YOUR GOAL –
Give the lines starting at the beginning of the records and ending with the line containing "216, 64, 517, 360" as a numbered list, omitting any blank lines. Leave the pictures out of the answer.

[Records on locating named things]
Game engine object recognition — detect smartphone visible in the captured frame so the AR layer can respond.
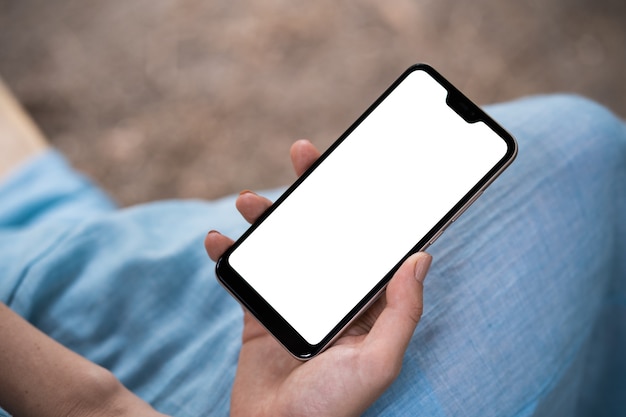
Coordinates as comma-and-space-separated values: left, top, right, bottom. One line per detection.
216, 64, 517, 360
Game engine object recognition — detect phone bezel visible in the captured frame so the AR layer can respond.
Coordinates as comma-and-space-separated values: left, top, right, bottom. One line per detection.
216, 64, 518, 360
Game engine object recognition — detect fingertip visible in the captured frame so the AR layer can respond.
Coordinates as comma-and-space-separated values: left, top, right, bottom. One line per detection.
413, 252, 433, 283
204, 230, 233, 262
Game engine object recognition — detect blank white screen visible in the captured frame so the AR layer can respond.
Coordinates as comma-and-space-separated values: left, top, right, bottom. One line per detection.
230, 71, 507, 344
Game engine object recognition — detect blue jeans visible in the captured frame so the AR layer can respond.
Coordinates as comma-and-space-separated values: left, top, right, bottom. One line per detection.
0, 96, 626, 417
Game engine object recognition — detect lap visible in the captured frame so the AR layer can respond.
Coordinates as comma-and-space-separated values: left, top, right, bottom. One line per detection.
0, 97, 626, 416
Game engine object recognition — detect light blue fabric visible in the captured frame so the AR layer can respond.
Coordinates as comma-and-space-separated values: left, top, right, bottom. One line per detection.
0, 96, 626, 417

RESPONSE –
1. Game engine object recognition — detect smartphone visible in the captured frame so the AR layer can respond.
2. Coordinates as comma-and-space-separated values: left, top, right, bottom. One line per detection.
3. 216, 64, 517, 360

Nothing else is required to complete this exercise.